→ **Texte à analyser**:
Cour de cassation, chambre criminelle, 22 octobre 2013, N° 11-89126

Maires et adjoints

 Le retrait de délégation de fonctions à un adjoint au maire doit-il être motivé et soumis au principe du contradictoire ?

Non. L’arrêté municipal décidant le retrait de délégation de fonctions d’un adjoint au maire ne présente pas le caractère d’une sanction. Cette décision constitue une mesure réglementaire qui n’a pas à être motivée. L’autorité administrative n’a pas non plus l’obligation de mettre l’intéressé en mesure de présenter ses observations écrites, ni de respecter le principe du contradictoire. Le maire peut, à tout moment, mettre fin aux délégations qu’il a consenties, sous réserve que sa décision ne soit pas inspirée par des motifs étrangers à la bonne marche de l’administration communale. En l’espèce, la délégation accordée à une adjointe était relative à certaines matières relevant de l’administration générale. La décision de retrait de sa délégation était consécutive à de graves difficultés apparues dans les relations que celle-ci entretenait avec les agents communaux du service de l’état civil. La décision a donc été guidée par des motifs liés à la bonne marche de l’administration communale.

→ **Données fournies**:
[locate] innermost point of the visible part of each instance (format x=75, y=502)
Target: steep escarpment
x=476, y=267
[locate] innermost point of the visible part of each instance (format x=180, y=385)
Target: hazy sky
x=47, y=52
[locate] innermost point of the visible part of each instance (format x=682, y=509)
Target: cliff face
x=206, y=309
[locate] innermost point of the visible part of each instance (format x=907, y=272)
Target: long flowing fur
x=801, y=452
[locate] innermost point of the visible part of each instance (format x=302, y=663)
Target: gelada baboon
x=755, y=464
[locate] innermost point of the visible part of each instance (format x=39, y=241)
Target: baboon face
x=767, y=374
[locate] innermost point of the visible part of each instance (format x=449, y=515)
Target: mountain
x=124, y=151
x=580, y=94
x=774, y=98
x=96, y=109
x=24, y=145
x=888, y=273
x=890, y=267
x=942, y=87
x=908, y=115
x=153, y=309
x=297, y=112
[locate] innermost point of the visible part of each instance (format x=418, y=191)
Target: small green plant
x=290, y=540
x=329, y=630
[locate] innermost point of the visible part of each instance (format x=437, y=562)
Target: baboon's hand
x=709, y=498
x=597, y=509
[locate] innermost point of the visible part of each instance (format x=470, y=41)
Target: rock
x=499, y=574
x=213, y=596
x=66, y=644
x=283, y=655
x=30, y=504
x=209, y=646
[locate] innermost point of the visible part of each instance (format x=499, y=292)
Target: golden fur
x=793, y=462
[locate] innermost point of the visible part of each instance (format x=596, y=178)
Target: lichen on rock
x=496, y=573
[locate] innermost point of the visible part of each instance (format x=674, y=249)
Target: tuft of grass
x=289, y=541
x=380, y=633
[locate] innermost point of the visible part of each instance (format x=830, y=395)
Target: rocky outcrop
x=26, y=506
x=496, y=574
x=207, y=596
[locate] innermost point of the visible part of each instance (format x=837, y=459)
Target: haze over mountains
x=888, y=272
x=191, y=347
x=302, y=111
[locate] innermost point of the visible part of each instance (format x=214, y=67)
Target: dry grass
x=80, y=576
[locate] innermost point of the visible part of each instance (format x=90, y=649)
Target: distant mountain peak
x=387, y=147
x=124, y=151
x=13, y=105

→ **Liste des activités**:
1/ D'après le texte sur le retrait de délégation d'un adjoint au maire, de quelles exigences la décision de retrait est-elle dispensée ? Citez-les toutes.
2/ Poursuivez le texte sur le retrait de délégation d'un adjoint au maire après sa dernière phrase.
Les lignes ne jouent aucun rôle dans ce travail.

→ **Problèmes résolus**:
1/ La motivation de la décision, l'obligation de mettre l'intéressé en mesure de présenter ses observations écrites et le respect du principe du contradictoire.

2/
Cour administrative d’appel de Douai, 24 octobre 2013, N° 12DA01948

Pouvoirs de police

 Un contrevenant verbalisé pour avoir stationné son véhicule sur un emplacement réservé aux véhicules affectés à un service public peut-il contester la légalité de l’arrêté municipal au motif que la réservation du domaine public n’a été faite que pour les seuls besoins d’un syndicat de police ?

Oui : le contrevenant est en droit de contester la légalité de l’acte administratif réglementaire fondant la poursuite. Le juge ne peut donc le condamner au paiement de l’amende sans répondre à son argument consistant à établir que la réservation du domaine public n’avait été faite que pour les seuls besoins d’un syndicat de police.

Cour de cassation, chambre criminelle, N° 13-80824

Urbanisme

 Le voisin d’une construction qui dépasse la hauteur autorisée par le plan d’occupation des sols (POS) peut-il être dédommagé malgré la délivrance au pétitionnaire d’un certificat de conformité pour les travaux ayant fait l’objet du permis de construire ?

Oui : la délivrance d’un certificat attestant de la conformité de travaux à un permis de construire, ne fait pas disparaître la faute résultant de la violation d’une règle d’urbanisme recherchée sur le fondement de l’article 1382 du code civil, qui peut être établie par tous moyens.

Cour de cassation, chambre civile 3, 23 octobre 2013, N° 12-24919

Voirie

 Un département peut-il, par le jeu des transferts de compétences, être déclaré responsable d’un défaut d’entretien d’un ouvrage public imputable à l’Etat ?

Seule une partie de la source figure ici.